=== REQUIREMENT ===
What lines in the records below include the word "curb"? Return each one.
··· EXERCISE MATERIAL ···
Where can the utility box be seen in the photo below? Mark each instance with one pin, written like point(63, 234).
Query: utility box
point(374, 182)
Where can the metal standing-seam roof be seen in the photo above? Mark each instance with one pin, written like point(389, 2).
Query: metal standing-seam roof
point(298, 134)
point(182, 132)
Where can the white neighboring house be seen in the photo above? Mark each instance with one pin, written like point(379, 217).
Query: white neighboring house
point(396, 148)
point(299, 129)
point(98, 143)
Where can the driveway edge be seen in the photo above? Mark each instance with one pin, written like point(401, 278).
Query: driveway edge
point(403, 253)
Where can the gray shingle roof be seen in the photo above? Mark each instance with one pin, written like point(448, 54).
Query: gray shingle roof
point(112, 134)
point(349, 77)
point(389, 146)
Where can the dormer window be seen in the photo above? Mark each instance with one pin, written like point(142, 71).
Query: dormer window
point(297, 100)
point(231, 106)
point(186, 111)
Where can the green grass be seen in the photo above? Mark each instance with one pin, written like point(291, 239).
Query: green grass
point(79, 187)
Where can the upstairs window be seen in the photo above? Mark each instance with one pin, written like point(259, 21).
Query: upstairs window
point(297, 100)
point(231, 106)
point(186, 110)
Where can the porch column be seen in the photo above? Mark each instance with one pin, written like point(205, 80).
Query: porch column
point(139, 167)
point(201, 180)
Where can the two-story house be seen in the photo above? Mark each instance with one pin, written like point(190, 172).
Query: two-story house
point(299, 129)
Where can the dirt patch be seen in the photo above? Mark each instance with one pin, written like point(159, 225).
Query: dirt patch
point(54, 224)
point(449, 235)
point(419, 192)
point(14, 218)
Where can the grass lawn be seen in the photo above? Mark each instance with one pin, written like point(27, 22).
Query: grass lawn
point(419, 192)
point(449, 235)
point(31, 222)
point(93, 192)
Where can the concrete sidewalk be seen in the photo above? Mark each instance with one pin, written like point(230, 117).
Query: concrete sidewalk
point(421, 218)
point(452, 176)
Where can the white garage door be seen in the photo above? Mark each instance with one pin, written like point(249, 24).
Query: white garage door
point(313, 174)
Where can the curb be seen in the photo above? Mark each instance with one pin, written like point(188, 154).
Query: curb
···
=== SOLUTION BELOW ===
Where can the curb be seen in the photo above? Mark each instance with one pin, written like point(188, 154).
Query: curb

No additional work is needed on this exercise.